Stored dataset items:
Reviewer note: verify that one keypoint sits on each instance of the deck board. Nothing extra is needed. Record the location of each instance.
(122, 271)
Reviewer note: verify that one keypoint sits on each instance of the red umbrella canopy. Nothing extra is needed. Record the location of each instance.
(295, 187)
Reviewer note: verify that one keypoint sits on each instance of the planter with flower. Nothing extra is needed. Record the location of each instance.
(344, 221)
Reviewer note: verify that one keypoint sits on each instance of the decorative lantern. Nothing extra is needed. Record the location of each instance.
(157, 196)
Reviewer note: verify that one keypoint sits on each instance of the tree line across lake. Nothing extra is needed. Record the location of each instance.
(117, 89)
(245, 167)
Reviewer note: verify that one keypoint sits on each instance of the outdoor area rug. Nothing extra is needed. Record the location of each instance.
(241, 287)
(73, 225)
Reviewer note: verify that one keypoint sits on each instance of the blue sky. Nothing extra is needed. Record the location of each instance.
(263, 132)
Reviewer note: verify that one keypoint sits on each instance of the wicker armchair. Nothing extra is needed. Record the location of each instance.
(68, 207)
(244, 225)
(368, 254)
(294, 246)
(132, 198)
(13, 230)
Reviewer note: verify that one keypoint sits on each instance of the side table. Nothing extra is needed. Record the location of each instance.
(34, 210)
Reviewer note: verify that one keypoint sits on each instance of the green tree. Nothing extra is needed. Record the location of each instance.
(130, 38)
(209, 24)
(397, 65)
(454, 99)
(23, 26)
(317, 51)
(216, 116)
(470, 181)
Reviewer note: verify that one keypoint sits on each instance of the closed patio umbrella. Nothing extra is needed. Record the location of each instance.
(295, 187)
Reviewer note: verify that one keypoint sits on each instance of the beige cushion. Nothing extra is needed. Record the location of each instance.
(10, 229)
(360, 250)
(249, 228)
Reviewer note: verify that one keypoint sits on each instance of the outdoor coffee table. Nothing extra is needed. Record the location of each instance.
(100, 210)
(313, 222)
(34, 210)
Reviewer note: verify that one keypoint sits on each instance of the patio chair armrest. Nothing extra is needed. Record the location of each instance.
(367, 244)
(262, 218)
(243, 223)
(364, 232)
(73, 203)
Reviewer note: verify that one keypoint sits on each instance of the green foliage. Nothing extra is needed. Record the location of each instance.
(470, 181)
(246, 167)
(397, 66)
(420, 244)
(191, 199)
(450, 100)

**CHALLENGE**: Copy the material word for word, starting at the line that contains "the outdoor area" and running through the end of the material, with both ends included.

**REPLY TO THE EXERCISE**:
Reviewer note: verify that one keypoint sits on each instance of the outdoor area rug. Nothing extra is needed. Record the location of each instance.
(241, 287)
(73, 225)
Reviewer note: verify that one keypoint sits on each instance of the blue sky. Nothing extra is needed. Record the location of each instance.
(263, 132)
Reviewer note: verify that one keypoint sits on each instance of the wicker armchair. Nothing extra is needed. Record the location of each instance.
(68, 207)
(244, 225)
(368, 254)
(294, 246)
(132, 198)
(13, 230)
Reviewer note: verify that one keypoint sits on each instance of the side table. Nothing extra is needed. Record the location of each instance.
(34, 210)
Reviewer note: verify that one keypoint sits on each instance of the green tree. Nothing extra is needed. Record the location of each instance.
(130, 38)
(209, 24)
(397, 65)
(454, 99)
(23, 26)
(317, 51)
(216, 116)
(470, 181)
Reviewer note: verify that one keypoint sits on each instance of the closed patio umbrella. Nothing extra is needed. Record the location of each instance.
(295, 187)
Reviewer note: verify that one keypoint sits on each instance of the beige cushion. Nothing extra is needed. Record the location of each instance.
(10, 229)
(360, 250)
(249, 228)
Reviewer note: verify that one keypoint sits on each instance of the outdoor coffee table. Nothing extra is needed. Record the location of each instance.
(100, 210)
(313, 222)
(34, 210)
Reviewer note: verify that one keypoint sits on each instance of the patio chair armrest. Nothing extra is needed. Record the location of each instance.
(367, 244)
(262, 218)
(243, 223)
(364, 232)
(73, 203)
Reviewer note: verify that one keypoint sits on each instance of the green foliage. Nothing extra is needed. Record the location of each instance.
(470, 181)
(246, 167)
(397, 66)
(420, 244)
(191, 199)
(450, 100)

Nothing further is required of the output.